Prompt: Write the data below out again in full, exactly as shown.

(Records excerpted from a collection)
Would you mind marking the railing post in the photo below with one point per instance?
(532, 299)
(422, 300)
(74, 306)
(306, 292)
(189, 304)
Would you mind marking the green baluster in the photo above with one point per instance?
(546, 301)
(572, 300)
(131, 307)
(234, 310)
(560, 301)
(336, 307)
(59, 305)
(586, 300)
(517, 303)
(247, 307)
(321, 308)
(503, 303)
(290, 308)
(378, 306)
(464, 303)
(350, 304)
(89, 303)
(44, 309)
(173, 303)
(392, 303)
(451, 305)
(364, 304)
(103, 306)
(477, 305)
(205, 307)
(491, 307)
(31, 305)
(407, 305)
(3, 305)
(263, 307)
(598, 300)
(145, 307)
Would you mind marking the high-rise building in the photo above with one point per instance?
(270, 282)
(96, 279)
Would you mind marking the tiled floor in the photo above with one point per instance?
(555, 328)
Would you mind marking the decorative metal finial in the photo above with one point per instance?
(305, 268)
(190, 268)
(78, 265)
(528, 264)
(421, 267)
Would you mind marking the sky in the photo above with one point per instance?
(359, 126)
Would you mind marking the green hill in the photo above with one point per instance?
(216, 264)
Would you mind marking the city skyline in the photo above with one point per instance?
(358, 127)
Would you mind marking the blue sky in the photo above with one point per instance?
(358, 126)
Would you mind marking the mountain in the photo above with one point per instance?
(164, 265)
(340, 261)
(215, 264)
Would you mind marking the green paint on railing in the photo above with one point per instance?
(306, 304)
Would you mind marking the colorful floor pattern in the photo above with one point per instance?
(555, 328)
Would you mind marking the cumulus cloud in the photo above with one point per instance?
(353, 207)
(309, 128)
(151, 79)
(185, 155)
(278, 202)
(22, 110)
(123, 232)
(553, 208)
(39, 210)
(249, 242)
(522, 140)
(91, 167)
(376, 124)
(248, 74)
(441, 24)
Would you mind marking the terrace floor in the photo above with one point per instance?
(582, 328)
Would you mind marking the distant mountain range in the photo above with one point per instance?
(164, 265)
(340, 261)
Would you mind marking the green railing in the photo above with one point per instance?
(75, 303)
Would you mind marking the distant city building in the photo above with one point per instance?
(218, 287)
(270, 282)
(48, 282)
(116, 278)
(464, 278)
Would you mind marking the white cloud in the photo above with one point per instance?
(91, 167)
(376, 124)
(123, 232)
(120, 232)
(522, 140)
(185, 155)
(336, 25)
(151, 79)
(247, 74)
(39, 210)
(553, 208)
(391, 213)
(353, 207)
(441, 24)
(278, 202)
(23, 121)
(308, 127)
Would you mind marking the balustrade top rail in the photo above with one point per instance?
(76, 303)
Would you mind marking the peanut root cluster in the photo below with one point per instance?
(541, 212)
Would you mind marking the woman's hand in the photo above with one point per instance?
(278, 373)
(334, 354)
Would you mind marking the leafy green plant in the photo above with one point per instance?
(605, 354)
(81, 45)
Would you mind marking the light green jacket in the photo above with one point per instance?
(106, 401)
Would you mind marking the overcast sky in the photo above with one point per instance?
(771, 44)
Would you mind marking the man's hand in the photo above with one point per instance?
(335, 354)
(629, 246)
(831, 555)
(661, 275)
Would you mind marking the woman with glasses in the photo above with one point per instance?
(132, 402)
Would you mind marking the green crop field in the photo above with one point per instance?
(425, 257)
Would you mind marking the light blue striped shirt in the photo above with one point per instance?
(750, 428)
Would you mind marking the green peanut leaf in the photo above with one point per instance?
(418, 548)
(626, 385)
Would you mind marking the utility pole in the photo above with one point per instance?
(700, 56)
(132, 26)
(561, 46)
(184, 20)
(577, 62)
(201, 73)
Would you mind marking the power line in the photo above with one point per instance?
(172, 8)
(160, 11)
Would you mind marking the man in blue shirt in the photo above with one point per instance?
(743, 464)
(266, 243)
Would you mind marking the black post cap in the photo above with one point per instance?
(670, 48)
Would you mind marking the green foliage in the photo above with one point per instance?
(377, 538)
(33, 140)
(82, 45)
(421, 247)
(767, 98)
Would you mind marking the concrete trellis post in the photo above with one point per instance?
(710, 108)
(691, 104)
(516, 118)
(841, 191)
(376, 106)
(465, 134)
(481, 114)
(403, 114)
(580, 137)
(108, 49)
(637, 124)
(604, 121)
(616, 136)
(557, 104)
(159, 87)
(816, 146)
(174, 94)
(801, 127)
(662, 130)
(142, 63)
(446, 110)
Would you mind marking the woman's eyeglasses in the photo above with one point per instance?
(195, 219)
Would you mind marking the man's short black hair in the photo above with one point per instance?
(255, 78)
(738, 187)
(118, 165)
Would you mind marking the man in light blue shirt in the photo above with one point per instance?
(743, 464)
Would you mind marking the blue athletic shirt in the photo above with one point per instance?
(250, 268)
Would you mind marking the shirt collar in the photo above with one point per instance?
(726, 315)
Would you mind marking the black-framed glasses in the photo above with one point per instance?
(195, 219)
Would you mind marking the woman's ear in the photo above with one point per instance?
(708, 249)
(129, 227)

Expected answer:
Would you mind marking the railing post in the photo below with one point per instance?
(532, 299)
(422, 300)
(74, 306)
(306, 292)
(189, 304)
Would you mind marking the green baluster in the photo above with one point per instance?
(546, 301)
(572, 300)
(131, 307)
(234, 310)
(560, 301)
(336, 307)
(59, 305)
(586, 300)
(517, 303)
(247, 307)
(321, 308)
(503, 303)
(290, 308)
(378, 306)
(464, 303)
(350, 304)
(89, 303)
(44, 309)
(173, 303)
(392, 303)
(451, 305)
(364, 304)
(103, 306)
(477, 305)
(205, 307)
(491, 307)
(31, 305)
(407, 305)
(3, 305)
(263, 307)
(598, 300)
(145, 307)
Would you mind marking the high-rise building in the photo above with one point per instance?
(270, 282)
(96, 279)
Would you mind marking the tiled floor in the photo above with one point per instance?
(555, 328)
Would you mind marking the decorative metal finial in the photo above with one point per instance?
(305, 268)
(190, 268)
(78, 265)
(528, 264)
(421, 267)
Would you mind marking the sky in the photo above with one point per instance?
(359, 126)
Would you mind marking the green hill in the photo above with one point per instance?
(216, 264)
Would you mind marking the city skyline in the photo above with one point per instance?
(358, 127)
Would you mind marking the blue sky in the photo above with one point per instance?
(358, 126)
Would you mind marking the mountain in the photo above with one point per instance?
(164, 265)
(340, 261)
(215, 264)
Would you mind marking the green paint on railing in the photo above with one point per instance?
(306, 304)
Would you mind marking the colorful floor pattern in the photo above with one point per instance?
(555, 328)
Would you mind marking the cumulus cloud in the photo above with one point per instance?
(353, 207)
(309, 128)
(151, 79)
(185, 155)
(278, 202)
(22, 110)
(123, 232)
(553, 208)
(39, 210)
(249, 242)
(522, 140)
(91, 167)
(376, 124)
(248, 74)
(441, 24)
Would you mind marking the terrace floor in the photo above with one point per instance?
(582, 328)
Would you mind marking the distant mountain range in the photo above with one point per instance?
(164, 265)
(340, 261)
Would you mind marking the green railing in the photo above with one point per instance?
(75, 303)
Would you mind marking the distant city building in the photo above with one point per instance?
(218, 287)
(270, 282)
(48, 282)
(116, 278)
(464, 278)
Would you mind marking the white cloud in the photo above with one point per instance?
(91, 167)
(376, 124)
(123, 232)
(120, 232)
(522, 140)
(185, 155)
(336, 25)
(151, 79)
(247, 74)
(39, 210)
(553, 208)
(391, 213)
(353, 207)
(441, 24)
(278, 202)
(23, 121)
(308, 127)
Would you mind marking the balustrade top rail in the photo above with one point per instance?
(76, 303)
Would you mind marking the peanut root cluster in the photo below with one point per instance?
(541, 212)
Would you mind marking the woman's hand in the photo above with one point per instance?
(278, 373)
(334, 354)
Would you mind marking the leafy green plant in the photo above with one point per instance?
(605, 354)
(81, 45)
Would you mind marking the light green jacket in the photo above with one point per instance?
(106, 401)
Would you mind marking the overcast sky in the photo above with one point per instance?
(771, 44)
Would you mind marking the man's hand in the photo above with one point per instance?
(335, 354)
(629, 246)
(831, 555)
(661, 275)
Would you mind marking the woman with glasses in the photo above with one point per instance?
(132, 402)
Would you mind marking the green crop field in the photo above with one point per instance?
(425, 257)
Would you mind marking the light blue striped shirt in the photo above with one point per instance?
(750, 428)
Would you mind marking the green peanut leaf in the photo above with one point per instance?
(418, 548)
(626, 385)
Would you mind marking the utility pole in the photo above with one point per instance?
(700, 56)
(132, 26)
(561, 46)
(184, 20)
(577, 62)
(201, 73)
Would you mind marking the power line in the photo above with one point per instance?
(172, 8)
(160, 11)
Would you mind marking the man in blue shirt in the photo above with one point per instance?
(743, 464)
(266, 243)
Would you mind marking the black post cap in the photo above with one point per instance?
(670, 48)
Would you mind marking the green foliage in the photo above with one point per instance?
(377, 538)
(33, 140)
(82, 45)
(421, 247)
(767, 98)
Would you mind marking the concrete trellis post in the photo above with one point per instance?
(710, 108)
(691, 104)
(516, 118)
(841, 191)
(376, 106)
(465, 134)
(481, 114)
(403, 114)
(580, 137)
(108, 49)
(637, 124)
(604, 121)
(616, 136)
(557, 104)
(159, 87)
(816, 146)
(174, 94)
(801, 127)
(662, 130)
(142, 63)
(446, 110)
Would you mind marking the woman's eyeglasses in the photo above with one point per instance?
(195, 219)
Would you mind marking the man's short black hair in the photo above with one point per instance?
(255, 78)
(738, 187)
(118, 165)
Would you mind marking the man in light blue shirt in the photo above with one point per instance?
(743, 464)
Would you mind marking the blue athletic shirt in the photo above with one point per instance?
(250, 268)
Would you mind marking the shirt collar in the photo above with one point per instance?
(726, 315)
Would you mind marking the black-framed glasses in the photo above with one point per instance?
(195, 219)
Would you mind marking the woman's ear in the photo above with one point per instance?
(708, 249)
(129, 227)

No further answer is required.